* **TASK INPUTS**
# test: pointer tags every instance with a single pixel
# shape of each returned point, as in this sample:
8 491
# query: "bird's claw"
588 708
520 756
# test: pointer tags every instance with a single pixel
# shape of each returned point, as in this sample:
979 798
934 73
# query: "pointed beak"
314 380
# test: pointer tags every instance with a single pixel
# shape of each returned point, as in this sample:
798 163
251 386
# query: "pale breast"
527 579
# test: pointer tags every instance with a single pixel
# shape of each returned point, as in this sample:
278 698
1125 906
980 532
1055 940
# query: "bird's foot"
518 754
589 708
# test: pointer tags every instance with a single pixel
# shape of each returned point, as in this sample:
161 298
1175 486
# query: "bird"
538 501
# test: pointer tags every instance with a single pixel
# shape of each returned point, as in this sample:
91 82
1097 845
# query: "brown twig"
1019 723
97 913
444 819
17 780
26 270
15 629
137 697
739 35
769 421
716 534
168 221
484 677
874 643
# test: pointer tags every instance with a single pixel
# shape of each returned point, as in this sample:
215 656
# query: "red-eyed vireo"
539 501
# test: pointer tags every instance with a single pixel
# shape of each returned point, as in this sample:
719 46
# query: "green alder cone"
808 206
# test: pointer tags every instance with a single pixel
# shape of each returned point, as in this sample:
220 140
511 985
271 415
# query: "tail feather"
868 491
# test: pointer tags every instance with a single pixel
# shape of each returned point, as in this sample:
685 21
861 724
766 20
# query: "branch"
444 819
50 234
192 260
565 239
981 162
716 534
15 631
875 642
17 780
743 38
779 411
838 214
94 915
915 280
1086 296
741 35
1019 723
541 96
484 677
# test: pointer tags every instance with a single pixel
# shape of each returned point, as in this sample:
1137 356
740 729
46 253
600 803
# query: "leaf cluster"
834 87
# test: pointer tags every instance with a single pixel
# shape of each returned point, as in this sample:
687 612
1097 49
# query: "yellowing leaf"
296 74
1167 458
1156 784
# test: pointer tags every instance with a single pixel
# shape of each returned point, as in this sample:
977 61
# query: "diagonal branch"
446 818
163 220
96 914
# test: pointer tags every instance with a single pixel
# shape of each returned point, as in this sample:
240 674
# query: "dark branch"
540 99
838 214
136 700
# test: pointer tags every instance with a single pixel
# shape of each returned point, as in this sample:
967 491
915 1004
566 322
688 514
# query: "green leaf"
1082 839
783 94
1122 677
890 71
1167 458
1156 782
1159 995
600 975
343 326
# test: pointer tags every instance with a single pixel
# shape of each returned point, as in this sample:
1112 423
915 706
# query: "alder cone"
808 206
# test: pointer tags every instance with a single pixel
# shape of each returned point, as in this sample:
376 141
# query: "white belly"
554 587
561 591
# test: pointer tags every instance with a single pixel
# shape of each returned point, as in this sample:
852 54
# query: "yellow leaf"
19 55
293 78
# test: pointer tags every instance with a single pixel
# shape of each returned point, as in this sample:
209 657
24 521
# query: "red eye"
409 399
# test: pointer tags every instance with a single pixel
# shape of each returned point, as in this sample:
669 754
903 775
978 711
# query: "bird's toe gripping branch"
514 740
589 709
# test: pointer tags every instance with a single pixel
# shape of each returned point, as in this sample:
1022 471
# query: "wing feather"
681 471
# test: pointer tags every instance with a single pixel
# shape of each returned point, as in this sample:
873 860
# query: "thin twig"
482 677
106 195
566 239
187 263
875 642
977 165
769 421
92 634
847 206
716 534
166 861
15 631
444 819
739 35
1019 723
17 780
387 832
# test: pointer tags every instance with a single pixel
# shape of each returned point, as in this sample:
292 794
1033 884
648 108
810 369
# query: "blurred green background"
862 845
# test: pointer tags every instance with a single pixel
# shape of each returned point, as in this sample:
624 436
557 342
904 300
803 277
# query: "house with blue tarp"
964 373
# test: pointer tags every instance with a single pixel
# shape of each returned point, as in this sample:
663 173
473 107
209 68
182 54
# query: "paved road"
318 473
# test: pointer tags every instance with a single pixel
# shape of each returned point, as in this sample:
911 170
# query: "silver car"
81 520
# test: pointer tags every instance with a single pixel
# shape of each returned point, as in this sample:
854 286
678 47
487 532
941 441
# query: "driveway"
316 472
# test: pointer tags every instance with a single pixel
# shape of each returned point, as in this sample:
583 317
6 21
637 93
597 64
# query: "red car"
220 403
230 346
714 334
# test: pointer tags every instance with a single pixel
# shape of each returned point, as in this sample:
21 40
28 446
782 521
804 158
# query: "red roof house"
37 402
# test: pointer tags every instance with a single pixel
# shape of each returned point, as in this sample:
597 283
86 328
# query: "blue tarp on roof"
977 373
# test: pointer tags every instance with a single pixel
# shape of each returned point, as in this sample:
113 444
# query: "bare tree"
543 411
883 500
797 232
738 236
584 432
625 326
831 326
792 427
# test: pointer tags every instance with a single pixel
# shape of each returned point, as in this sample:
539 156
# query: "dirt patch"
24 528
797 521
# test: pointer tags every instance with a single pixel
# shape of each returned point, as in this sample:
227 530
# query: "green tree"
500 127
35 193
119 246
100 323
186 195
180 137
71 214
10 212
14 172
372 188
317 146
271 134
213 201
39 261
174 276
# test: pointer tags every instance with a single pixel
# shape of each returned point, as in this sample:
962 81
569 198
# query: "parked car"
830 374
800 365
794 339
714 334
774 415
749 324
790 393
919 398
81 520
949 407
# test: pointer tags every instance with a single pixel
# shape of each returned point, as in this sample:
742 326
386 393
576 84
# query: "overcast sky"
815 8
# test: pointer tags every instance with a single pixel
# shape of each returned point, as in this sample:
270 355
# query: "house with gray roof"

* **OBJECTIVE**
Locate every line in the records that contains the string "roof" and copy each such line. Matching is case-sensitive.

* **EXERCISE SOLUTION**
# query: "red roof house"
# query: "blue tarp on roof"
# query: "house with gray roof"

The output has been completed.